• Wat wordt gevraagd:
**A.** Beantwoord met de tekst over Knack Roeselare deze vragen:
(i) In welke Poolse plaats gaat de Top Teams Cup van hand tot hand?
(ii) Welke club steekt in eigen land zowel in de competitie als in de beker boven Roeselare uit?
(iii) Wie is de coach van het team?
**B.** Pak de tekst over Knack Roeselare op waar hij stopt en schrijf hem verder.

• Te lezen tekst:
OP BEDEVAART NAAR GOUD

© RONNY NEIRINCK

Knack Roeselare zit bij de laatste 12 van de Champions League. Maar 15 jaar geleden zorgden de West-Vlamingen pas echt voor Belgische volleybalgeschiedenis. Over een telefoontje naar Lubanski, een kaars bij de Zwarte Madonna, een uitmuntende Spanjaard en een vreemd dansende Portugees.

Champagne drinken uit een Europese beker, een alledaagse bezigheid is het zeker niet, maar één keer in ons leven hebben we het wel gedaan. Op 17 maart 2002 – waarschijnlijk is het al 18 maart – gaat in een klein maar sfeervol zaaltje in het Poolse bedevaartsoord Czestochowa de rijkelijk gevulde Top Teams Cup van hand tot hand. Knack Roeselare heeft enkele uren geleden geschiedenis geschreven door als eerste Belgische mannenvolleybalclub Europees goud te pakken, en dat wordt gevierd.

Tot voor dit historische weekend kenmerkt het seizoen van de West-Vlaamse volleybaltrots zich nochtans door een opeenvolging van ups en vooral downs. In eigen land steekt concurrent Noliko Maaseik er zowel in de competitie als in de beker bovenuit en tot overmaat van ramp kampt Roeselare met een grote blessurelast. Europees doet het team van coach Dominique Baeyens het wel goed en plaatst het zich voor de Final Four. Toegegeven, zonder Italiaanse, Griekse of Franse ploegen, is de Top Teams Cup de minst sterk bezette Europese bekercompetitie, maar het blijft een opmerkelijke prestatie.

• Datasetregels:
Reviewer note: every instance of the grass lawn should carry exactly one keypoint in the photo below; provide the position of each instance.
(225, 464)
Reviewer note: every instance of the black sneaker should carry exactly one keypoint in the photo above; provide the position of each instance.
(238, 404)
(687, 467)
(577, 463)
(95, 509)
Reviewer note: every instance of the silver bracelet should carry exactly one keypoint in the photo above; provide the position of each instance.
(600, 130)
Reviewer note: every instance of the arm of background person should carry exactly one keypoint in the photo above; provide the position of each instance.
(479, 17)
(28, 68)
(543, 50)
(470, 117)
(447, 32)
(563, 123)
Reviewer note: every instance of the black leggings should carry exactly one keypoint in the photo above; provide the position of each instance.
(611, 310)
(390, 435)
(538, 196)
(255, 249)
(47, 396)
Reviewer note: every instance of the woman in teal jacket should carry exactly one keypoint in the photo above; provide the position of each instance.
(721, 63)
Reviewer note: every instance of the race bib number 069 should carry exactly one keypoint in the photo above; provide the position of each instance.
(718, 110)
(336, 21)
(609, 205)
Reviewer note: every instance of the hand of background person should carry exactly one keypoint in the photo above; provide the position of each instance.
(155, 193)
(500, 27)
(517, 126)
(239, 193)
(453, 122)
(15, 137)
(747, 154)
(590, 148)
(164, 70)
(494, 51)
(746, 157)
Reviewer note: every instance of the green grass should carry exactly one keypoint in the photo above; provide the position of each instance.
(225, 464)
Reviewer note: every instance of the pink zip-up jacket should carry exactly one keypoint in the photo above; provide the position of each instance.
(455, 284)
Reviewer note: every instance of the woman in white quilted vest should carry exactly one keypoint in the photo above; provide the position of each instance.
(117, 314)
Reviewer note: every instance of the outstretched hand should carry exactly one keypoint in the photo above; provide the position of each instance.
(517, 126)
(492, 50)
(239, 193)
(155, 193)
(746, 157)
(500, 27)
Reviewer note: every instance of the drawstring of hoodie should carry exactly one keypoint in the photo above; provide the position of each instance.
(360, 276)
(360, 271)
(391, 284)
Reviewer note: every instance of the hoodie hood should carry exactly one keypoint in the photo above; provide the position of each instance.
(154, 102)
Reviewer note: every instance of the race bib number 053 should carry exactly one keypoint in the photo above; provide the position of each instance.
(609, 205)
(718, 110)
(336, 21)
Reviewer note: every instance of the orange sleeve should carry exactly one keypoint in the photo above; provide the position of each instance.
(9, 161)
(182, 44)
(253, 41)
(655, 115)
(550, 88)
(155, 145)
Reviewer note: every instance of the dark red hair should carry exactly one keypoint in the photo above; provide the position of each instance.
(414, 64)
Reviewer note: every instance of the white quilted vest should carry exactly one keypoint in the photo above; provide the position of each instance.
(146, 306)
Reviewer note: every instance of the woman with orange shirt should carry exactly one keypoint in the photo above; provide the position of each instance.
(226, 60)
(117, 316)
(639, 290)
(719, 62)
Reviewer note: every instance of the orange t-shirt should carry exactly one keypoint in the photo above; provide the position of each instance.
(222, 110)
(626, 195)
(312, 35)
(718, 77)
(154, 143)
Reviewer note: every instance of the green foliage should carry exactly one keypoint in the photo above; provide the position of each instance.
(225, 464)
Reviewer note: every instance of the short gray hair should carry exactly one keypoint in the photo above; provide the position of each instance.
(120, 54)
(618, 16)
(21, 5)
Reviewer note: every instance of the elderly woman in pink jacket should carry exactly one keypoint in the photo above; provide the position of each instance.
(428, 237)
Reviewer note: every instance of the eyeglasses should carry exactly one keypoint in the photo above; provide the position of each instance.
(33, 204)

• Antwoorden per opdracht:
**A.**
(i) Czestochowa
(ii) Noliko Maaseik
(iii) Dominique Baeyens

**B.**
OVERIJVERIGE DOUANEBEAMBTE

Op vrijdagochtend 15 maart landt het vliegtuig van Lot Polish Airlines met aan boord de Roeselaarse delegatie, vergezeld van een veertigtal trouwe supporters, in de licht besneeuwde Poolse hoofdstad Warschau. De grenscontrole zorgt voor een eerste onverwacht obstakel. De Zuid-Amerikanen Marcus Vinicius (niet speelgerechtigd maar wel van de partij) en Iván Contreras passeren probleemloos de douanepost, maar hoewel de Poolse ambassade in Brussel teammanager Filip Dekiere verzekerd had dat iedereen zonder visum het land binnen kon, geldt dat niet voor de Canadese middenman Steve Brinkman.

Voor Amerikanen – en voor Canadezen, want zij worden door de Poolse autoriteiten over dezelfde kam geschoren – wordt sinds enkele weken een uitzondering gemaakt. Knack Roeselare zonder Brinkman in de Final Four als gevolg van een overijverige douanebeambte? De onderhandelingen langs officiële weg, door middel van faxen van de ambassade en van de organiserende ploeg Galaxia Czestochowa AZS, brengen weinig soelaas. Omdat het tijdstip waarop Roeselare in de zaal kan trainen al een tijdje vastligt, besluit Baeyens na anderhalf uur wachten dat de bus richting Czestochowa mag vertrekken zonder Brinkman. Filip Dekiere blijft bij de onfortuinlijke Canadees, maar de oplossing komt uit onverwachte hoek.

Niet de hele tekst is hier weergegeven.